WHAT THIS EXERCISE ASKS:
• a. Answer these from the FLIP-309 thread:
(i) What configuration name does Jing suggest for the checkpoint interval of bounded streams?
(ii) When source operators and the job-level config propose different upper-bounds, at what interval will Flink try to trigger checkpoints?
(iii) According to Jing, what does the backlog contain?
• b. Return the passage of the FLIP-309 thread starting with "2023-05-23 Thread Jing" and going on through "reading the FLIP.", copied exactly.

TEXT SECTION:
Re: [DISCUSS] FLIP-309: Enable operators to trigger checkpoints dynamically

2023-05-23 Thread Jing Ge
Hi Yunfeng, Hi Dong

Thanks for the informative discussion! It is a rational requirement to set
different checkpoint intervals for different sources in a hybridSource. The
tiny downside of this proposal, at least for me, is that I have to
understand the upper-bound definition of the interval and the built-in rule
for Flink to choose the minimum value between it and the default interval
setting. However, afaiac, the intention of this built-in rule is to
minimize changes in Flink to support the request feature which is a very
thoughtful move. Thanks for taking care of it. +1 for the Proposal.

Another very rough idea was rising in my mind while I was reading the FLIP.
I didn't do a deep dive with related source code yet, so please correct me
if I am wrong. The use case shows that two different checkpoint intervals
should be set for bounded(historical) stream and unbounded(fresh real-time)
stream sources. It is a trade-off between throughput and latency, i.e.
bounded stream with large checkpoint interval for better throughput and
unbounded stream with small checkpoint interval for lower latency (in case
of failover). As we could see that the different interval setting depends
on the boundedness of streams. Since the Source API already has its own
boundedness flag[1], is it possible to define two interval configurations
and let Flink automatically set the related one to the source based on the
known boundedness? The interval for bounded stream could be like
execution.checkpoint.interval.bounded(naming could be reconsidered), and
the other one for unbounded stream, we could use the existing one
execution.checkpoint.interval by default, or introduce a new one like
execution.checkpoint.interval.unbounded. In this way, no API change is
required.

@Piotr
Just out of curiosity, do you know any real use cases where real-time data
is processed before the backlog? Semantically, the backlog contains
historical data that has to be processed before the real-time data is
allowed to be processed. Otherwise, up-to-date data will be overwritten by
out-of-date data which turns out to be unexpected results in real business
scenarios.


Best regards,
Jing

[1]
https://github.com/apache/flink/blob/fadde2a378aac4293676944dd513291919a481e3/flink-core/src/main/java/org/apache/flink/api/connector/source/Source.java#L41

On Tue, May 23, 2023 at 5:53 PM Dong Lin  wrote:

> Hi Piotr,
>
> Thanks for the comments. Let me try to understand your concerns and
> hopefully address the concerns.
>
> >> What would happen if there are two (or more) operator coordinators with
> conflicting desired checkpoint trigger behaviour
>
> With the proposed change, there won't exist any "*conflicting* desired
> checkpoint trigger" by definition. Both job-level config and the proposed
> API upperBoundCheckpointingInterval() means the upper-bound of the
> checkpointing interval. If there are different upper-bounds proposed by
> different source operators and the job-level config, Flink will try to
> periodically trigger checkpoints at the interval corresponding to the
> minimum of all these proposed upper-bounds.

RECORDS:
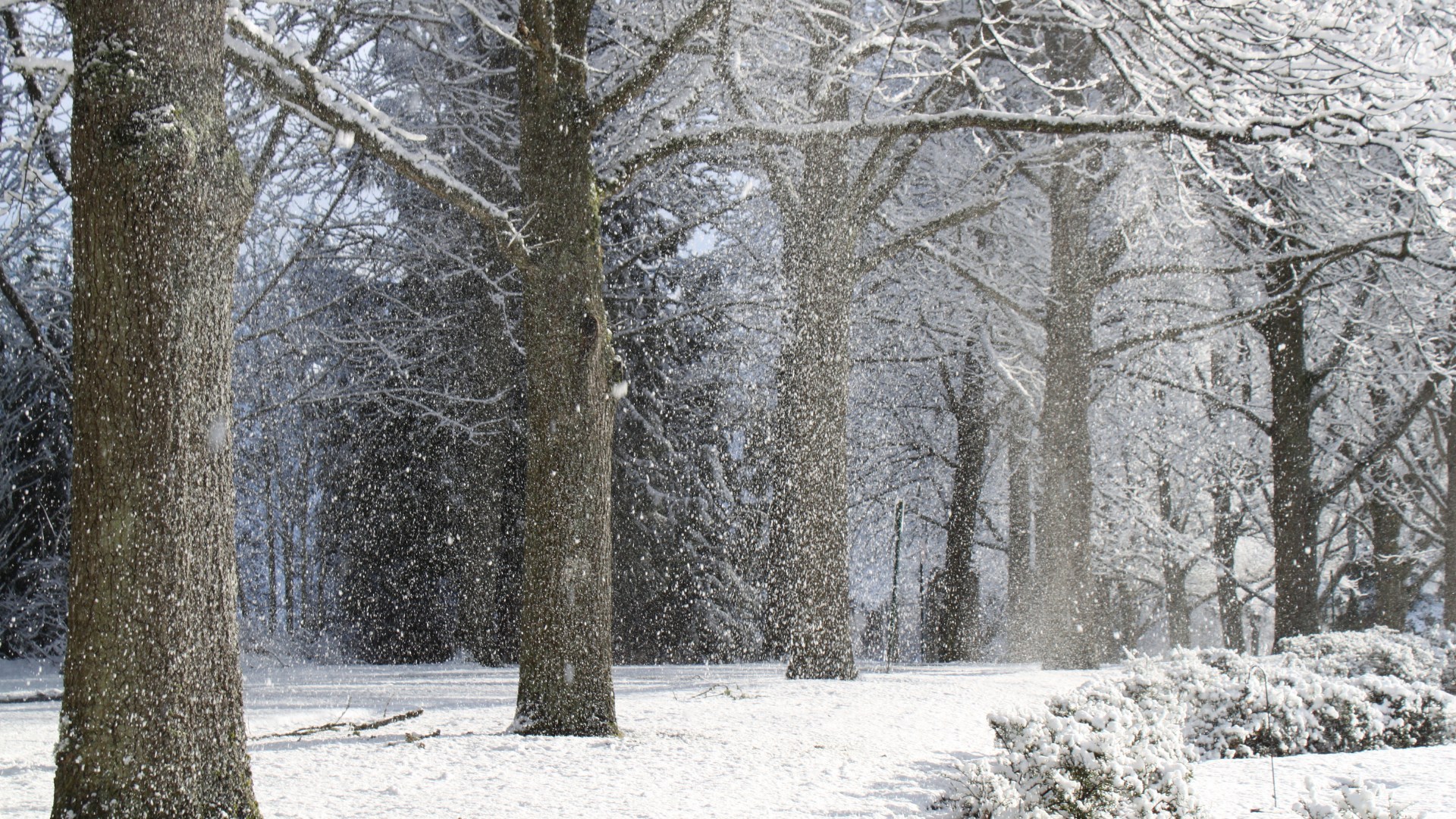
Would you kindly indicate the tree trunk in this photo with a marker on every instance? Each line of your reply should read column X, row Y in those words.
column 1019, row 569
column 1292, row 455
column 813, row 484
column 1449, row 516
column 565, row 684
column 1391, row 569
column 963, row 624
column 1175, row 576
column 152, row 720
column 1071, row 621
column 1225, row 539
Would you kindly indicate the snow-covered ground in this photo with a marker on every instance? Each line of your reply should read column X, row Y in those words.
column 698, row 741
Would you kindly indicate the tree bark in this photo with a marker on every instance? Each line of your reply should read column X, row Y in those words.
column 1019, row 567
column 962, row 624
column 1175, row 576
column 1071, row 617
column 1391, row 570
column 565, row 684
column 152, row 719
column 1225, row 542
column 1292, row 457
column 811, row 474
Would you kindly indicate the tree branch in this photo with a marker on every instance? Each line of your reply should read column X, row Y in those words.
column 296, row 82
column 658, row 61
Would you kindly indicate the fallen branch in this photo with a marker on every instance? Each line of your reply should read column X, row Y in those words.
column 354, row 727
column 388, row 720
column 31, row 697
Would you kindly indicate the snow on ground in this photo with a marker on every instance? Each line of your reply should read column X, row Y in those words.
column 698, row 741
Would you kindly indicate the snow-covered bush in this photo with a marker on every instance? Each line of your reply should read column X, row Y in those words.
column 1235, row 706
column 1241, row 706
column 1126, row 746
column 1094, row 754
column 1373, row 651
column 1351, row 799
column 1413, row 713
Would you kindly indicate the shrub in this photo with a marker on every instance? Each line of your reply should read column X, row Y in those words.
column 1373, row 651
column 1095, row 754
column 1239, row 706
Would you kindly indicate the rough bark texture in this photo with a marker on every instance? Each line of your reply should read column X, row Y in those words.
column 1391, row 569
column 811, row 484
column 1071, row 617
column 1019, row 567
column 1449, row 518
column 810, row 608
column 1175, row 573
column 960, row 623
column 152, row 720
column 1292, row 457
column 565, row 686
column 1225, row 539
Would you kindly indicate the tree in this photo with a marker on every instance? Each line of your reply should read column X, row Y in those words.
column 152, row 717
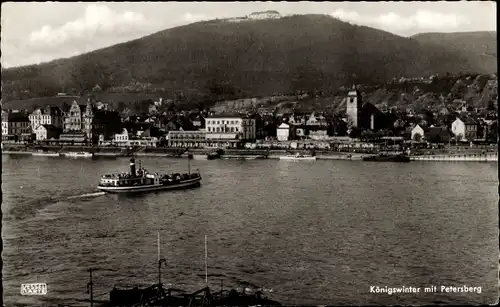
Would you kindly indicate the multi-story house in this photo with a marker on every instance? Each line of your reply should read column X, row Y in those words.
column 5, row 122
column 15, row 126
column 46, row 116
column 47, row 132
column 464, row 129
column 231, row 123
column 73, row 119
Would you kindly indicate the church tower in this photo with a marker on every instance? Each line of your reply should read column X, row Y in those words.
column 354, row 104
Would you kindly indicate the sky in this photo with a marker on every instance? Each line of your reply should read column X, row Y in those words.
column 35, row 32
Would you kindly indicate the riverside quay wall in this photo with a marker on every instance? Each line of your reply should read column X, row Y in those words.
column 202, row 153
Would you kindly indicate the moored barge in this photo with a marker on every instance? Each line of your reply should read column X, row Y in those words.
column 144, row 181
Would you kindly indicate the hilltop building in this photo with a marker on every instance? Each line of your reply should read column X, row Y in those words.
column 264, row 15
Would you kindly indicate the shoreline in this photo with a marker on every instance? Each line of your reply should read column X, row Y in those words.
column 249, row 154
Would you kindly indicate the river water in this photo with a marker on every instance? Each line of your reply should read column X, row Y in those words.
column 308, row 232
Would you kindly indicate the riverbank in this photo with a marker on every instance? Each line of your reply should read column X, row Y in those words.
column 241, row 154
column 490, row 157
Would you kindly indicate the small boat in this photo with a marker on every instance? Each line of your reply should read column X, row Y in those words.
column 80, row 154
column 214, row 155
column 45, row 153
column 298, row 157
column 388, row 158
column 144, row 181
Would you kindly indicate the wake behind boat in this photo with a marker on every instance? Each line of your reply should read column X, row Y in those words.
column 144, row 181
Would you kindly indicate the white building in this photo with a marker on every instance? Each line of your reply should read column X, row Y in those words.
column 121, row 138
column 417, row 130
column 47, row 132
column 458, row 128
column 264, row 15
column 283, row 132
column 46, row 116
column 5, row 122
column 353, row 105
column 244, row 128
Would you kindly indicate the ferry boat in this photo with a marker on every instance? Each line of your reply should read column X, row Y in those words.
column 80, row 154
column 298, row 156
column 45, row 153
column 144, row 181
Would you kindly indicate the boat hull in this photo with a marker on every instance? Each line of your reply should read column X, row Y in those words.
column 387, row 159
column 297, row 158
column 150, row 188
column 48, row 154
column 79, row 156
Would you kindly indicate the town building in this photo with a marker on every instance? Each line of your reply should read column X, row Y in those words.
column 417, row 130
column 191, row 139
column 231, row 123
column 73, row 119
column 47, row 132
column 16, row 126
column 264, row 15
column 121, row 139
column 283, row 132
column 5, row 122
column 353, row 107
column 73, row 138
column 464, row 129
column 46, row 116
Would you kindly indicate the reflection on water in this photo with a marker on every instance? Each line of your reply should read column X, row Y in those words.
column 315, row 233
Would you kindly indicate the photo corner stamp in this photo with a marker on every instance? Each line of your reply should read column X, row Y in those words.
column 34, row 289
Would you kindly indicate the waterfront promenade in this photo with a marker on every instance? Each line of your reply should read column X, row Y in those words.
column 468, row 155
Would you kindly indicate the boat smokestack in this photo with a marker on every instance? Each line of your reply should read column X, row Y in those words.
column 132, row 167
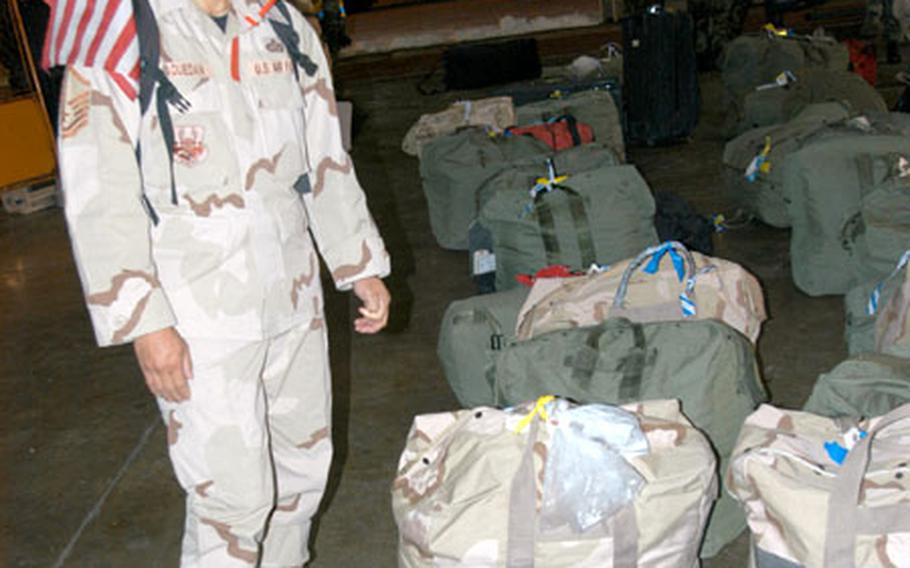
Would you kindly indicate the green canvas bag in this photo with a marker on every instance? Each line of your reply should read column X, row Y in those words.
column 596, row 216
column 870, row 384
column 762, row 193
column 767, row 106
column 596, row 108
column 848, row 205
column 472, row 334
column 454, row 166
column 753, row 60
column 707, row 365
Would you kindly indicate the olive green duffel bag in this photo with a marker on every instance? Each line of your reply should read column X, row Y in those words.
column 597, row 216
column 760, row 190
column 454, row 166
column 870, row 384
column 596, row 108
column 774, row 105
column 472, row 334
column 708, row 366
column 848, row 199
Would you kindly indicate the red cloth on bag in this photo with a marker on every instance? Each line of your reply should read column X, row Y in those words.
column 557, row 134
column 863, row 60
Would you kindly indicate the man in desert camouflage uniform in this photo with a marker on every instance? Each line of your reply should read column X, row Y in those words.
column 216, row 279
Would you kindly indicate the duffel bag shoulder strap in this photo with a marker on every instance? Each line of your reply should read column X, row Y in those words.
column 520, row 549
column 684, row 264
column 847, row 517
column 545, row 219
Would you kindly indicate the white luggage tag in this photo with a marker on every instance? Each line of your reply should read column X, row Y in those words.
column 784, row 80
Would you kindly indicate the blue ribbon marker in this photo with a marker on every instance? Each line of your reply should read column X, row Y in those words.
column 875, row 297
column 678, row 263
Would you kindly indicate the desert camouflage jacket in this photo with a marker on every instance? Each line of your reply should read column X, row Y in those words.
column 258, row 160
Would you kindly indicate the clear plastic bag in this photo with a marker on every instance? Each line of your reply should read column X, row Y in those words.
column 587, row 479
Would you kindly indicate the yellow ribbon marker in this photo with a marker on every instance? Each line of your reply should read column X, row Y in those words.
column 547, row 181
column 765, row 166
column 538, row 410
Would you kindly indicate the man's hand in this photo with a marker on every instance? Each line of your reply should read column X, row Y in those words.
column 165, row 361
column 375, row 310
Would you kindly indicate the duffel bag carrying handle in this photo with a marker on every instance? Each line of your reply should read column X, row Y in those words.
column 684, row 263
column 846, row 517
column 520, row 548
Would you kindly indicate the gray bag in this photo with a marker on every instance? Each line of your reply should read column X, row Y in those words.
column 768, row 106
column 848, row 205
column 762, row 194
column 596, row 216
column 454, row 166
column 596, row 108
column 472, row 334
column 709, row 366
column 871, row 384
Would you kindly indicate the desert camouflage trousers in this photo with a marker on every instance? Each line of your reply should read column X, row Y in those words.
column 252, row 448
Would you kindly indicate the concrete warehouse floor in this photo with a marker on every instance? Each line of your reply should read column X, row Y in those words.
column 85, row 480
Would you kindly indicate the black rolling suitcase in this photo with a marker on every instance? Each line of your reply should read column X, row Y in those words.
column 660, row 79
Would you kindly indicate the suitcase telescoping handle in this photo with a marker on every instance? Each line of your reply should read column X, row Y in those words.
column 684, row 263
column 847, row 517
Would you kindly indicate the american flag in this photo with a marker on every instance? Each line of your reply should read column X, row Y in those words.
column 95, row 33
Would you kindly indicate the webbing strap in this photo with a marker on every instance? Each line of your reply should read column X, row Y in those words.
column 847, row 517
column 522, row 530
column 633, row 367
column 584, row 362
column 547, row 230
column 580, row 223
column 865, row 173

RESULTS IN ORDER:
• a.
(i) execution.checkpoint.interval.bounded
(ii) At the interval corresponding to the minimum of all the proposed upper-bounds.
(iii) Historical data that has to be processed before the real-time data is allowed to be processed.

• b.
2023-05-23 Thread Jing Ge
Hi Yunfeng, Hi Dong

Thanks for the informative discussion! It is a rational requirement to set
different checkpoint intervals for different sources in a hybridSource. The
tiny downside of this proposal, at least for me, is that I have to
understand the upper-bound definition of the interval and the built-in rule
for Flink to choose the minimum value between it and the default interval
setting. However, afaiac, the intention of this built-in rule is to
minimize changes in Flink to support the request feature which is a very
thoughtful move. Thanks for taking care of it. +1 for the Proposal.

Another very rough idea was rising in my mind while I was reading the FLIP.